INFORMATION GIVEN below:
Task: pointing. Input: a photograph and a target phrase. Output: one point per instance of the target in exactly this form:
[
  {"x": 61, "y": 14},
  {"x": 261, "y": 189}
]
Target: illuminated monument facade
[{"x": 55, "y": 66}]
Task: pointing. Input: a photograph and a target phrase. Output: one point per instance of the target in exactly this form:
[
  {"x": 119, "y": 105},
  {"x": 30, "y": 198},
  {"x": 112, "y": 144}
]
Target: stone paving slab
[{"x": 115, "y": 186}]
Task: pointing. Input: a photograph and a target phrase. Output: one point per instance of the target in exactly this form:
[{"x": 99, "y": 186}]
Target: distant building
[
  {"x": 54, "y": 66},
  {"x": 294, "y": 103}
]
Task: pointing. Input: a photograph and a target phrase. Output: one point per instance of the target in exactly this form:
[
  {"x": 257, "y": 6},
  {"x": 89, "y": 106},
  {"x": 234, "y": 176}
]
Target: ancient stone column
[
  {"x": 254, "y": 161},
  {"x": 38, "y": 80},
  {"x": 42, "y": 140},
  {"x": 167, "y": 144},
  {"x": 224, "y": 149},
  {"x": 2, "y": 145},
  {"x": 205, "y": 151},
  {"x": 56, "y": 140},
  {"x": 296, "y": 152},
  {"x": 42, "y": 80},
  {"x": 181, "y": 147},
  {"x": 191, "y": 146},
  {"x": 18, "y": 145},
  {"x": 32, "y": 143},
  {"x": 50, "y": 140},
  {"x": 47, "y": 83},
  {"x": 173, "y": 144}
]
End of INFORMATION GIVEN.
Your reply should match the data above exactly, line for line.

Task: pointing. Input: a photograph and a target phrase. Output: one point per instance of the target in exactly this form:
[
  {"x": 61, "y": 14},
  {"x": 261, "y": 189}
]
Target: illuminated monument facade
[{"x": 55, "y": 66}]
Task: pointing. Input: a photograph and a target phrase. Output: one point per instance of the target in exactly this form:
[
  {"x": 119, "y": 105},
  {"x": 30, "y": 198},
  {"x": 112, "y": 144}
]
Target: stone paving slab
[{"x": 115, "y": 186}]
Task: pointing. Input: a photograph and a target phrase. Output: one point per instance of the target in exactly this form:
[{"x": 99, "y": 186}]
Target: distant building
[
  {"x": 54, "y": 66},
  {"x": 294, "y": 103}
]
Task: pointing. Input: a photograph and a target phrase. Output: one point per instance of the target in exactly this form:
[
  {"x": 257, "y": 6},
  {"x": 89, "y": 106},
  {"x": 234, "y": 176}
]
Target: ancient stone column
[
  {"x": 254, "y": 161},
  {"x": 38, "y": 80},
  {"x": 42, "y": 140},
  {"x": 167, "y": 144},
  {"x": 224, "y": 149},
  {"x": 2, "y": 145},
  {"x": 205, "y": 151},
  {"x": 56, "y": 140},
  {"x": 296, "y": 152},
  {"x": 42, "y": 80},
  {"x": 181, "y": 147},
  {"x": 191, "y": 146},
  {"x": 18, "y": 145},
  {"x": 32, "y": 143},
  {"x": 50, "y": 140},
  {"x": 47, "y": 83},
  {"x": 173, "y": 144}
]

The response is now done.